- [To be done]
In the review of The Wizard of Oz below, what other film is mentioned as being on director Victor Fleming's roster in the same year?

- [Excerpted text]
Sunday, December 15, 2024

Judy Garland Follows the Road to Cinematic Immortality in The Wizard of Oz

              One of the most perfectly crafted and renowned films ever produced by Hollywood, 1939’s The Wizard of stands tall in the pantheon of Classic Hollywood films. Based on the 1900 novel by Frank Baum, director Victor Fleming (having one of the all-time banner years, with Gone with the Wind also on his roster), working with top MGM production values across the board, somehow manages to pull all the creative forces involved in this monumental undertaking into a cohesive, gratifying whole, allowing the film to convincingly shift from the early sepia-toned Kansas sequences to the florid Technicolored fantasy of Oz, with all its equally colorful characters, without any awkwardness or sense of phoniness coming into play. One of the greatest assembled casts and original music (composed by Harold Arlen, adapted by Herbert Stothart, with ingenious lyrics by Edgar “Yip” Harburg) aid Fleming in bringing life, humor and conviction to the tale of young Dorothy Gale who, accompanied by her faithful dog Toto, encounters the denizens of Oz, and learns many life lessons in the process.

- [Material]

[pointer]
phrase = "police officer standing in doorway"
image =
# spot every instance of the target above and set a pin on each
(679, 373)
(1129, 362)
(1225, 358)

- [Reply to the exercise]
Gone with the Wind